Directions for this task = Can you edit everything from the line containing "Would you mind pointing out the shirt collar" down to the end of the records, swapping "square brackets" for "parentheses" and leaving all else as it stands? Return only those lines.

Source records =
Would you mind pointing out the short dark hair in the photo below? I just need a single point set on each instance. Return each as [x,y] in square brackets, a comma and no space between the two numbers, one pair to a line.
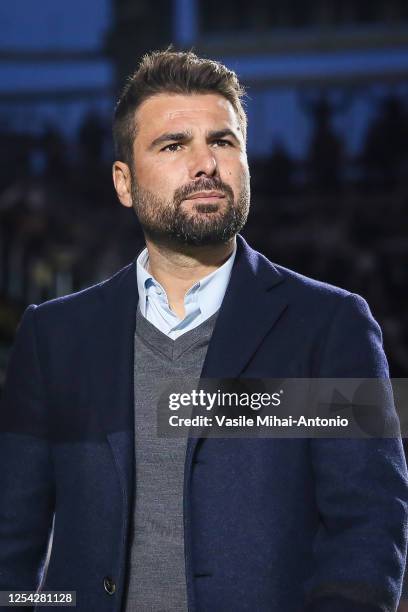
[177,72]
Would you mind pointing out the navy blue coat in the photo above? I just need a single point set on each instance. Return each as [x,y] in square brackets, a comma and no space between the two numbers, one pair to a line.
[281,525]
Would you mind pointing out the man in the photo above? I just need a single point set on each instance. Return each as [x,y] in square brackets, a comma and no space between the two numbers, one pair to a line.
[149,523]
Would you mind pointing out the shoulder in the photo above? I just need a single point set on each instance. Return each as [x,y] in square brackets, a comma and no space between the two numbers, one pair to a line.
[82,307]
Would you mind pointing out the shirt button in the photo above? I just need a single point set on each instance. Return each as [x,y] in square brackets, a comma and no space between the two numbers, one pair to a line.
[109,585]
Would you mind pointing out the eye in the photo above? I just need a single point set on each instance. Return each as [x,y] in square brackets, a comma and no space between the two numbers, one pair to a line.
[174,146]
[222,142]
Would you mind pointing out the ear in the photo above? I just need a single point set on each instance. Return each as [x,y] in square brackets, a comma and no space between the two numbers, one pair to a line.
[122,181]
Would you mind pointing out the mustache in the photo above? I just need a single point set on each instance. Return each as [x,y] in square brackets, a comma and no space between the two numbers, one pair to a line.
[205,184]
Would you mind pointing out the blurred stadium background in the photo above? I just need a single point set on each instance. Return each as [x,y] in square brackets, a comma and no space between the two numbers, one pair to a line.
[327,82]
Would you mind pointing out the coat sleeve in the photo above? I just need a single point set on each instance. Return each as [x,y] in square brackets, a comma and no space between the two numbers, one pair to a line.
[361,486]
[26,483]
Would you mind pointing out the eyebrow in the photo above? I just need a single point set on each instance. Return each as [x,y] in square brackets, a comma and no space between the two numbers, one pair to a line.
[170,136]
[186,136]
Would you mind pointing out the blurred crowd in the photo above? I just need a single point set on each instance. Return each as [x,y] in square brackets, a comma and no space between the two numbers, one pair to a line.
[335,217]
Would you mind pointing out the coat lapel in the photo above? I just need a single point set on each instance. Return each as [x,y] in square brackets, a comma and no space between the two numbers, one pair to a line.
[249,310]
[112,384]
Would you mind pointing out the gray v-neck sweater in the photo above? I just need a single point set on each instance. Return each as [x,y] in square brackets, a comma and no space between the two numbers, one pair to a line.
[157,579]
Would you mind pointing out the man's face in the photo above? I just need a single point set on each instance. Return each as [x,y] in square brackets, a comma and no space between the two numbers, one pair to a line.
[190,178]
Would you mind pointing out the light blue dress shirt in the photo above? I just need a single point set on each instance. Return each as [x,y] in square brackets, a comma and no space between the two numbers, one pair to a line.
[201,301]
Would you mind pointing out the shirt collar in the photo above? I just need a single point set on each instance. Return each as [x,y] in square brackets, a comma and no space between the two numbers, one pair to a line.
[209,291]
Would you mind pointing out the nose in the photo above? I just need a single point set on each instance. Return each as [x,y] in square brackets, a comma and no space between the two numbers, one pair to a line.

Solution to this exercise =
Would you mind pointing out the shirt collar in the photo above? I just need a single point set on each instance. Return each as [x,y] in parentheses, a comma and no space between the two numbers, one pair to a line.
[209,291]
Would you mind pointing out the nose in the photo above? I just need a single point set on each instance. Return each as [x,y] in parentheses, a comma and no space between the two numbers, one pair to a line.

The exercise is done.